** START OF Records for the task **
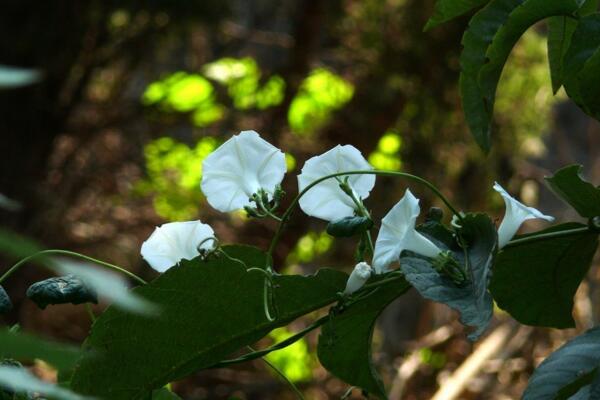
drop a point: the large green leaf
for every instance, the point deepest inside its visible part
(25, 347)
(491, 35)
(344, 346)
(560, 30)
(535, 282)
(568, 369)
(210, 309)
(568, 184)
(472, 299)
(445, 10)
** END OF Records for the task **
*Task to complete*.
Pick out every line of the items that contains the word "point". Treat uppercase and lowercase letters as different.

*Exercise response*.
drop a point: the large green leaf
for every instance, the point deepest inside its visible part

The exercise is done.